### Data records
┄┄┄┄┄┄┄┄┄┄
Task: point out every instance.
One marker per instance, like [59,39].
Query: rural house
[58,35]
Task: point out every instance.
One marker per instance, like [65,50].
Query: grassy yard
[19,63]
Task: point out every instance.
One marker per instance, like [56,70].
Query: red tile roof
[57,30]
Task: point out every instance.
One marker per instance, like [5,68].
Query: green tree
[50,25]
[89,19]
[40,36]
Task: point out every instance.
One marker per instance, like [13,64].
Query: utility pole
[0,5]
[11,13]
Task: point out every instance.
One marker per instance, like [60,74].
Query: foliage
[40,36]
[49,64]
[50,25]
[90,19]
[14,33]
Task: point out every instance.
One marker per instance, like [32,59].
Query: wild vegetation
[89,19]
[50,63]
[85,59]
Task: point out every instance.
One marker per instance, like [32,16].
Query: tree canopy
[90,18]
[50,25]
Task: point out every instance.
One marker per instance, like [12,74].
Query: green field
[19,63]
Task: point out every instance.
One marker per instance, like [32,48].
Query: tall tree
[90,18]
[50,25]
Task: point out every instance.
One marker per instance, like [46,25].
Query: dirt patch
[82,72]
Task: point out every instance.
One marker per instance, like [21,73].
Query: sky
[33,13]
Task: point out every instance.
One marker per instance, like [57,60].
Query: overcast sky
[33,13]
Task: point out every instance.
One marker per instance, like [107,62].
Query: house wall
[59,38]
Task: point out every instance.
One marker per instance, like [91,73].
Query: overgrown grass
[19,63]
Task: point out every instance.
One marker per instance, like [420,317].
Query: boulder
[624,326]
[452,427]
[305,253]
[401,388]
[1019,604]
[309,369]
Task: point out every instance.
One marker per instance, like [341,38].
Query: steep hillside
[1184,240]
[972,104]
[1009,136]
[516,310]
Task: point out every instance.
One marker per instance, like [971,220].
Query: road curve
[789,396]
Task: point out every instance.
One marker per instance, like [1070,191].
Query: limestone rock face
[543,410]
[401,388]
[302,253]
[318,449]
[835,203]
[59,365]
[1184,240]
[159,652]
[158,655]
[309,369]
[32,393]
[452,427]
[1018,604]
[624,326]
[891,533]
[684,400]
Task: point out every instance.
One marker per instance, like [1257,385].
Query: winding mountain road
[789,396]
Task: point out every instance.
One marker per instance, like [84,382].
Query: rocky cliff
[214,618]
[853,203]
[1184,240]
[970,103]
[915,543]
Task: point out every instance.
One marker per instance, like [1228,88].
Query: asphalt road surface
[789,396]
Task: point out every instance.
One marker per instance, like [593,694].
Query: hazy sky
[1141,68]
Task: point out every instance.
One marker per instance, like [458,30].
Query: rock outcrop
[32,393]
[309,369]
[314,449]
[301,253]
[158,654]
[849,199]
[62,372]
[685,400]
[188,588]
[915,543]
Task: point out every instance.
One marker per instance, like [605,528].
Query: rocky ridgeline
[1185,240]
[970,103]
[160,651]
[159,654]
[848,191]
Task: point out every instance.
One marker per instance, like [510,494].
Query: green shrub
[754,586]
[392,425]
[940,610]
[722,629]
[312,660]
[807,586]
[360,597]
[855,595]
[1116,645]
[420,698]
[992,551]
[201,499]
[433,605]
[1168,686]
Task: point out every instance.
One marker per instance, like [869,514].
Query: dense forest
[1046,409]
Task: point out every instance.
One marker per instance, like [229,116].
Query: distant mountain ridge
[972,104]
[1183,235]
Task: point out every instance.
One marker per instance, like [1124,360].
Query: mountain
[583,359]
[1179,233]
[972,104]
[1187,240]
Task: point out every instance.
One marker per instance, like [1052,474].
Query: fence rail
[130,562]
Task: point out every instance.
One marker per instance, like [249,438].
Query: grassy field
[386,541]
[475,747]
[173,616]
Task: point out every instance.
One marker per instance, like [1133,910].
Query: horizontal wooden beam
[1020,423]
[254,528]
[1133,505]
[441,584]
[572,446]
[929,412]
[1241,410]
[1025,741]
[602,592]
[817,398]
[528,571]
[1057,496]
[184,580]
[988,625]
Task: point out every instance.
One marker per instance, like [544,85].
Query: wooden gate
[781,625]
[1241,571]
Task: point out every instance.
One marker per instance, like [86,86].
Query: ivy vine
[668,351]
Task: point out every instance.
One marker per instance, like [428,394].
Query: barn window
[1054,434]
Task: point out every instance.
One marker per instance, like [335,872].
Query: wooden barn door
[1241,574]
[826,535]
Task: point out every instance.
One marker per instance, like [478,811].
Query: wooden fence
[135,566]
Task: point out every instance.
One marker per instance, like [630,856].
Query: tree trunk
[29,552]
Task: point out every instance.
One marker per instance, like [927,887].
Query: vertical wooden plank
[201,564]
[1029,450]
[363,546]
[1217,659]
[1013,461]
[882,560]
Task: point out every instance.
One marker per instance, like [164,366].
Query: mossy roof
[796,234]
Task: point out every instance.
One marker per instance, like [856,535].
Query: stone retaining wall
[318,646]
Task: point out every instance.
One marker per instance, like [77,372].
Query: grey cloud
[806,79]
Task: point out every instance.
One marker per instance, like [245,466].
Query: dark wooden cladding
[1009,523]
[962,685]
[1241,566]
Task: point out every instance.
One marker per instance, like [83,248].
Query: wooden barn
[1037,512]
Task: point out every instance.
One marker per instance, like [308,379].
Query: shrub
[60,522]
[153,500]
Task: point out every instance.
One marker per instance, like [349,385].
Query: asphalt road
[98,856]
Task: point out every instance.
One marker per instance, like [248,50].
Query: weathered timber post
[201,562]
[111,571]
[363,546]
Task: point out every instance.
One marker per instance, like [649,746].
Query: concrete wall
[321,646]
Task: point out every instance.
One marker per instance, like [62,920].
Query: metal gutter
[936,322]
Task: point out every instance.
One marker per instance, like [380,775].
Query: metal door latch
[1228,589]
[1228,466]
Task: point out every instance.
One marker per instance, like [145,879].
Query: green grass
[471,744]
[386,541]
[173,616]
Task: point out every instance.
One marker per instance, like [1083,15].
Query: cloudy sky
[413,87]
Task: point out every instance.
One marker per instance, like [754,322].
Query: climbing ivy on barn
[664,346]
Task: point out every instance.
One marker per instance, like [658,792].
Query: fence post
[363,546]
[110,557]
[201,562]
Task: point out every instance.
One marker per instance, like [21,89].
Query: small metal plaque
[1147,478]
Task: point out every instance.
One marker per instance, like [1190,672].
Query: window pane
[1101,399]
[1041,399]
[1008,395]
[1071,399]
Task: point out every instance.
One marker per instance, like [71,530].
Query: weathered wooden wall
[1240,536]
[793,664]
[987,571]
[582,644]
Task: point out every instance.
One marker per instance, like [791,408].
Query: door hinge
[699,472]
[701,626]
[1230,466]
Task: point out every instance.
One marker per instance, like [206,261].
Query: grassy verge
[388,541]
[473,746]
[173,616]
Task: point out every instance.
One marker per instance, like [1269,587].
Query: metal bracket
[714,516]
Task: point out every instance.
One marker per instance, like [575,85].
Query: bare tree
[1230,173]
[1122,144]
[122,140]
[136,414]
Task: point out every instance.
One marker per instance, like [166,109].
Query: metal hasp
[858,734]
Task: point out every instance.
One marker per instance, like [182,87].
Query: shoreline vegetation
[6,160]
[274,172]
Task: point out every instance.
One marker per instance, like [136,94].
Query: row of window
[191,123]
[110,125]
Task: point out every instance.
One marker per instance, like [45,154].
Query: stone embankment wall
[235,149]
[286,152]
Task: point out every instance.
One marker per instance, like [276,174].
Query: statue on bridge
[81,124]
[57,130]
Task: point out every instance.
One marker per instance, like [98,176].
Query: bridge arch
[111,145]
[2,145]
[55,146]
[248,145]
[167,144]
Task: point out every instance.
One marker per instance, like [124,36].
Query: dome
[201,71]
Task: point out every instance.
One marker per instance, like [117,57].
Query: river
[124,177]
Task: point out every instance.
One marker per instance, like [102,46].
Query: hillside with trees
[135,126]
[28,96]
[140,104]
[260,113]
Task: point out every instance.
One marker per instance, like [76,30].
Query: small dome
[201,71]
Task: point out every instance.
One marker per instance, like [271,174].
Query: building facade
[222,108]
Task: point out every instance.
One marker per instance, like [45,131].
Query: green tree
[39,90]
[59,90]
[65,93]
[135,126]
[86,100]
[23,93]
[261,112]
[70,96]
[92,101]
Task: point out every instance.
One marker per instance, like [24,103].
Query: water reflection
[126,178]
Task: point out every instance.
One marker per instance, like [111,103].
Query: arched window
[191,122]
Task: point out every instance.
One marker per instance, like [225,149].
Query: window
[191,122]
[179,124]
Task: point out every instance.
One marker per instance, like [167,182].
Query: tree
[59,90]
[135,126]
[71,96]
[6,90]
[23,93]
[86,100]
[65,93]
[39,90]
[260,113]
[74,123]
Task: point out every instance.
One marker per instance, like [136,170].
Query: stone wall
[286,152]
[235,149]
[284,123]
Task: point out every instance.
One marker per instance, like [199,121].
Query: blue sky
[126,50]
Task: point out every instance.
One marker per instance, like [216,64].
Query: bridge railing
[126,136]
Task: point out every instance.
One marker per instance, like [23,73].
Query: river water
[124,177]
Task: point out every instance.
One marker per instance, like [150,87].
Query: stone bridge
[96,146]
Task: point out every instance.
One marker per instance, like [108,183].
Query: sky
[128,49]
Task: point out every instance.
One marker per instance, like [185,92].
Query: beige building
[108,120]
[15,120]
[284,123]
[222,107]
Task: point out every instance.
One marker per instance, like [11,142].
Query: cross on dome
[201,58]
┄┄┄┄┄┄┄┄┄┄
### PROBLEM DETAILS
Repeat exactly, please, each line from the beginning of the data through the line with "One marker per instance, like [32,48]." in it, and only those lines.

### TASK RESULT
Task: point out every instance.
One marker per instance, like [59,39].
Query: rural house
[58,35]
Task: point out every instance.
One marker per instance, like [65,50].
Query: grassy yard
[19,63]
Task: point out every instance.
One marker per instance, like [56,70].
Query: red tile roof
[57,30]
Task: point out every instance.
One marker per instance, like [5,68].
Query: green tree
[50,25]
[89,19]
[40,36]
Task: point out every instance.
One marker per instance, like [13,64].
Query: utility pole
[0,5]
[11,13]
Task: point out every instance.
One marker per instance, like [60,74].
Query: foliage
[40,36]
[49,64]
[50,25]
[90,19]
[14,33]
Task: point out every instance.
One marker per instance, like [32,59].
Query: wild vegetation
[89,19]
[50,63]
[85,59]
Task: point out every instance.
One marker per instance, like [32,16].
Query: tree canopy
[90,18]
[50,25]
Task: point out every instance.
One marker per instance, like [12,74].
Query: green field
[19,63]
Task: point out every instance.
One marker per instance, like [32,48].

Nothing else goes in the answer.